##### Dataset extract

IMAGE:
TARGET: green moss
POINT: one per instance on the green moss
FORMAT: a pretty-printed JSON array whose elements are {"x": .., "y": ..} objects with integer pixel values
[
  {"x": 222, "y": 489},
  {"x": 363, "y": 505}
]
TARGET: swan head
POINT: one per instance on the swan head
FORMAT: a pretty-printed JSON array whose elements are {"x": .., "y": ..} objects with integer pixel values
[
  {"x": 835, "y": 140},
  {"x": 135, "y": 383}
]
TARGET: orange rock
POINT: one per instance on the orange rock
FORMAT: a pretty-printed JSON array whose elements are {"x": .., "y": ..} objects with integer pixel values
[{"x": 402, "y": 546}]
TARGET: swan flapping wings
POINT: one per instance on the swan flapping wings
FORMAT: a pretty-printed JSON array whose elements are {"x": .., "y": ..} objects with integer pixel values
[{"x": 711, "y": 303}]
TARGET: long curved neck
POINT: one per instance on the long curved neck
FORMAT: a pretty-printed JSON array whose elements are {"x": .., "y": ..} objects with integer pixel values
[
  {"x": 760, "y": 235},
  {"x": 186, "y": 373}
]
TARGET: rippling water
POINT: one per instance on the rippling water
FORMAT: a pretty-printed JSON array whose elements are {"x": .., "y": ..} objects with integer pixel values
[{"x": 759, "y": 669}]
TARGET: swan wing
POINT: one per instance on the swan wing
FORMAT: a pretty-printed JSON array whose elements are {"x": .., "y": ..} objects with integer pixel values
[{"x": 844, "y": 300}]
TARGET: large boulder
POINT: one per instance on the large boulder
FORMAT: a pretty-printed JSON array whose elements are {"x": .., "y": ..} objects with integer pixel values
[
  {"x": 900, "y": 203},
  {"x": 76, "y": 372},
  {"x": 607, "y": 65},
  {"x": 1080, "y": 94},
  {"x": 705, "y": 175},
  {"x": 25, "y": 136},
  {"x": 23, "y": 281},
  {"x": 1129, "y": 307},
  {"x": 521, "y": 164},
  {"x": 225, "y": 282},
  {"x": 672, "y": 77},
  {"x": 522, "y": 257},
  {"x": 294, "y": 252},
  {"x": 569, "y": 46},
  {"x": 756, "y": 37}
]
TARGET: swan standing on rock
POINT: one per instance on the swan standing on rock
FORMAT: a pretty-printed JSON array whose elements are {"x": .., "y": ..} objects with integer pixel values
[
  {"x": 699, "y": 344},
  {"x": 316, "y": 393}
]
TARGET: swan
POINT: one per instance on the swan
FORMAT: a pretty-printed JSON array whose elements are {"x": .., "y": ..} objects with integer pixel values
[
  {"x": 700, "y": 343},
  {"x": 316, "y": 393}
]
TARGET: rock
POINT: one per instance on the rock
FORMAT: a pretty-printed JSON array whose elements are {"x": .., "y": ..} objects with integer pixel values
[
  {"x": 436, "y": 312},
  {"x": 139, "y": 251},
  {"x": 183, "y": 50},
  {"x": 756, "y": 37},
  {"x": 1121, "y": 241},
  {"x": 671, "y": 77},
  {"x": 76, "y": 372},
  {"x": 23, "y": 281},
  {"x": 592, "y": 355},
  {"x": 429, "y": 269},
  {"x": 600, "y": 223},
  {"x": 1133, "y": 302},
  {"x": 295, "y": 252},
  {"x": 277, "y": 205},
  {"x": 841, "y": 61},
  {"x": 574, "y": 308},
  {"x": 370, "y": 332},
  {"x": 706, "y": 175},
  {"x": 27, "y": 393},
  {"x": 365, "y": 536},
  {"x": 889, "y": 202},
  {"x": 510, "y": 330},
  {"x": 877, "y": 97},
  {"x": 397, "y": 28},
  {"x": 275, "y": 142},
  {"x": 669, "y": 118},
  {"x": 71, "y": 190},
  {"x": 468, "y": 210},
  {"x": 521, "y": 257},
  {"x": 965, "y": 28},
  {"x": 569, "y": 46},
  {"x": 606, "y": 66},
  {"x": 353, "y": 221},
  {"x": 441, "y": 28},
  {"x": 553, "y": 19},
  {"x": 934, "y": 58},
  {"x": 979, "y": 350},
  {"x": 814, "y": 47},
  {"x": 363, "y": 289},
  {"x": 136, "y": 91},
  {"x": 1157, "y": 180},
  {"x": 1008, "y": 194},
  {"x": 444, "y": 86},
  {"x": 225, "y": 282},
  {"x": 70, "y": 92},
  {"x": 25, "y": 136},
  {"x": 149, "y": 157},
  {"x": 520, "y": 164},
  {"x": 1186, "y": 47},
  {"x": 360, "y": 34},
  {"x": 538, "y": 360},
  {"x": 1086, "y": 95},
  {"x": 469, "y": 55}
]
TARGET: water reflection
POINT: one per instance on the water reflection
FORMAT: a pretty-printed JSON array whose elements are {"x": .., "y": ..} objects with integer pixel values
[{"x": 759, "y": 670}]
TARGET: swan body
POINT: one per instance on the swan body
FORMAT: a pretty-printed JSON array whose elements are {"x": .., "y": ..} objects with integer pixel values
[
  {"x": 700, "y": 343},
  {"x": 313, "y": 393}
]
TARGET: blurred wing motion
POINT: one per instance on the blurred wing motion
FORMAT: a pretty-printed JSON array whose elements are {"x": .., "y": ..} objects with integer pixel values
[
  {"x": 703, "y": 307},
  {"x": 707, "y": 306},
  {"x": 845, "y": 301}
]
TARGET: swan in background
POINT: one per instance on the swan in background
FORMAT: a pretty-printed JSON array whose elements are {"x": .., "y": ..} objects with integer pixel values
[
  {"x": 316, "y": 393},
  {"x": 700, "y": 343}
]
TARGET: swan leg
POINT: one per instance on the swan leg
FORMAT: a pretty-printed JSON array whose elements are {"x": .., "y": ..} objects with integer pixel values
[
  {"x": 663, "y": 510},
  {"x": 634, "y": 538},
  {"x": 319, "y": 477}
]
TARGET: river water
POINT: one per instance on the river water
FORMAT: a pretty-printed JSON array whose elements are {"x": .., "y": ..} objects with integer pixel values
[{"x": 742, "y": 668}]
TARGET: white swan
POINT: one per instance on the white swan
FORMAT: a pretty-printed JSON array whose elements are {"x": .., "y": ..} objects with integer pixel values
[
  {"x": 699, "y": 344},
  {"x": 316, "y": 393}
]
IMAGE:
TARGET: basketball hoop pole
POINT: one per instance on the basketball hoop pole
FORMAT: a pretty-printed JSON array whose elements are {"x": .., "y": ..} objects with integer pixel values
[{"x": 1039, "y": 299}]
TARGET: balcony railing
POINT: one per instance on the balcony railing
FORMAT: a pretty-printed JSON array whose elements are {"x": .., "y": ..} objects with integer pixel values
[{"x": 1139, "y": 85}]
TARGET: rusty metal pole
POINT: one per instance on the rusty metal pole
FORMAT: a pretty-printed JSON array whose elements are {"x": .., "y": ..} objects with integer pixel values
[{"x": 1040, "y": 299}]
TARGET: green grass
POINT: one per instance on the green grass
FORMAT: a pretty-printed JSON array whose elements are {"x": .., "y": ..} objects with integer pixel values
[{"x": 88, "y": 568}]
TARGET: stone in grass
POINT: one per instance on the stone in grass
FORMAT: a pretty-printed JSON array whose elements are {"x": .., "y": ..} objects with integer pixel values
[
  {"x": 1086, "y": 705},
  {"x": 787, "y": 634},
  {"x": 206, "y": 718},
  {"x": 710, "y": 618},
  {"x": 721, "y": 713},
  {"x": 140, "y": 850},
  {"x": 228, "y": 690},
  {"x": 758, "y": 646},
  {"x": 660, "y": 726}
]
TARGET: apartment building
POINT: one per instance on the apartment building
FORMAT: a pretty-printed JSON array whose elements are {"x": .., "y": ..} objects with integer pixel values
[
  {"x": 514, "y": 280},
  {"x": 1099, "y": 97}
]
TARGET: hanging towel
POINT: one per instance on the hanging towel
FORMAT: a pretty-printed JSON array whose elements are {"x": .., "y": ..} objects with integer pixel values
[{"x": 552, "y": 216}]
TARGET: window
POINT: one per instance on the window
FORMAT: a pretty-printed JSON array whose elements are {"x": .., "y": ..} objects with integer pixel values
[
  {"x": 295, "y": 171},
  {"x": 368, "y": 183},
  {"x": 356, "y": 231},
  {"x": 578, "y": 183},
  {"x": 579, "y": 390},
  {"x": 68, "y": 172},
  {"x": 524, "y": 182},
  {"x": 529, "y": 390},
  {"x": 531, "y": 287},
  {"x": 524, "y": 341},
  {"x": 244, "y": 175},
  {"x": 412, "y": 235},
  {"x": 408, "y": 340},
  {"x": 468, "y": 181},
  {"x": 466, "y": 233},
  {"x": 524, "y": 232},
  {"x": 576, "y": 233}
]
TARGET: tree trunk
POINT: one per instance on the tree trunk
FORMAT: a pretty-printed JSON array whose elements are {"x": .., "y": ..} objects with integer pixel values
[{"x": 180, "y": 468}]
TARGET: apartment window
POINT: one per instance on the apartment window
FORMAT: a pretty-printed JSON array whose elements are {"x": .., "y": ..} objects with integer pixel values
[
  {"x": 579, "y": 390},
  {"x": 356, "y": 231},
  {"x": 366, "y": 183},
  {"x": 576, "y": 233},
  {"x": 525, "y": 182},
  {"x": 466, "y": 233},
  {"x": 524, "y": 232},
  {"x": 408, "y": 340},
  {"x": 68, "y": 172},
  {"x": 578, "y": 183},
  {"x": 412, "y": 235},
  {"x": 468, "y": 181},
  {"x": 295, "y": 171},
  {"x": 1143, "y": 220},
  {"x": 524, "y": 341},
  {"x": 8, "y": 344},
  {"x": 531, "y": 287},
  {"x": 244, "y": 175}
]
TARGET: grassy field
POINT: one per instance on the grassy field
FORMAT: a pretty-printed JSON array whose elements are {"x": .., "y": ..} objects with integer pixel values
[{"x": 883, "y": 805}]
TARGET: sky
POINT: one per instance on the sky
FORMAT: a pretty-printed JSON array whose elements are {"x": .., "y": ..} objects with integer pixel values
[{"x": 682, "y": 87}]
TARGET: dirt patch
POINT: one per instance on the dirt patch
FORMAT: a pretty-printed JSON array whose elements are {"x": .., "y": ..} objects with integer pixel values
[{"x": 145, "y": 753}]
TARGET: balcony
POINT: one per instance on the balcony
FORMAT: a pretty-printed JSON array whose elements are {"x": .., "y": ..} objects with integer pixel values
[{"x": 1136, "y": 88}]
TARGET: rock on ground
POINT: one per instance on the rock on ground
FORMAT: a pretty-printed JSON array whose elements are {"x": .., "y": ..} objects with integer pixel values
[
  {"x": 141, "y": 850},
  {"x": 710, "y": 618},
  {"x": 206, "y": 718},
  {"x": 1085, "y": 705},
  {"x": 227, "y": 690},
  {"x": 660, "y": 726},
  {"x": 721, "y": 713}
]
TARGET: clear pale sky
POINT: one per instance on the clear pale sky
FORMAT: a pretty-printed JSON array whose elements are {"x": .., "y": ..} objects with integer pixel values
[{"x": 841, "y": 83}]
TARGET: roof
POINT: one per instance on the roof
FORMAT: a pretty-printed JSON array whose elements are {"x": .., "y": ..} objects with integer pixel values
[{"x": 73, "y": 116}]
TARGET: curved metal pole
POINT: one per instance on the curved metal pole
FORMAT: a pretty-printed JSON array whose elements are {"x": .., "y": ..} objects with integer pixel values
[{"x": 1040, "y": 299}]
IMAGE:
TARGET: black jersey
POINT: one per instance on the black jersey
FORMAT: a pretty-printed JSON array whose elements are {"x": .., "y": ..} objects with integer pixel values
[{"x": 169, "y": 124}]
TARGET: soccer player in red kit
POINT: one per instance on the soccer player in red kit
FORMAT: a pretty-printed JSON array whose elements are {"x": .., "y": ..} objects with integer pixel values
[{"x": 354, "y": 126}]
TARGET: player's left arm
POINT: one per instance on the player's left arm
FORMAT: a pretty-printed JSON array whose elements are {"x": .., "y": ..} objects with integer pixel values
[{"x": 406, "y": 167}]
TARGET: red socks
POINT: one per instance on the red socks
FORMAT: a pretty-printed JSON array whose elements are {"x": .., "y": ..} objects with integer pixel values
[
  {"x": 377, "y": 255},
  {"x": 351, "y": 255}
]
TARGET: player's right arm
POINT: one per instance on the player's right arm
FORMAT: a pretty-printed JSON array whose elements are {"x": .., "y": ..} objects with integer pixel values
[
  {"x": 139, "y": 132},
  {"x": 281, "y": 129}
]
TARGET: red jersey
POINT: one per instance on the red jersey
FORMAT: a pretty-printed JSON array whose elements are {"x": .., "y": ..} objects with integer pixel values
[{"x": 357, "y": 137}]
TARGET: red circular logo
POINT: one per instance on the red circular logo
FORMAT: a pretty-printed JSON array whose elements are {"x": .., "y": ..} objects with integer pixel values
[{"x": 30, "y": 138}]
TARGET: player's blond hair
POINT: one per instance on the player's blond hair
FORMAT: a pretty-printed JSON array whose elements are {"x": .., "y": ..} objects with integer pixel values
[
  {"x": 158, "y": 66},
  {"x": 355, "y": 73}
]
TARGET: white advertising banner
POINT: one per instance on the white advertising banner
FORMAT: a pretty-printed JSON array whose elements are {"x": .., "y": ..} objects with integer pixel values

##########

The exercise: Can you quote the part of the listing that opens with the line containing "TARGET: red circular logo" and runs through the end of the listing, with both of those lines included?

Exercise response:
TARGET: red circular logo
POINT: one per instance on the red circular logo
FORMAT: a pretty-printed JSON array whose elements are {"x": .., "y": ..} objects with integer pixel values
[{"x": 30, "y": 138}]
TARGET: player's blond hair
POINT: one per instance on the player's blond hair
FORMAT: a pretty-printed JSON array whose elements are {"x": .., "y": ..} objects with integer pixel values
[
  {"x": 158, "y": 66},
  {"x": 355, "y": 73}
]
TARGET: white advertising banner
POINT: one per instance on the white advertising banner
FORMAT: a pretty-printed JSON array whose elements are {"x": .., "y": ..} objects with integer pixel values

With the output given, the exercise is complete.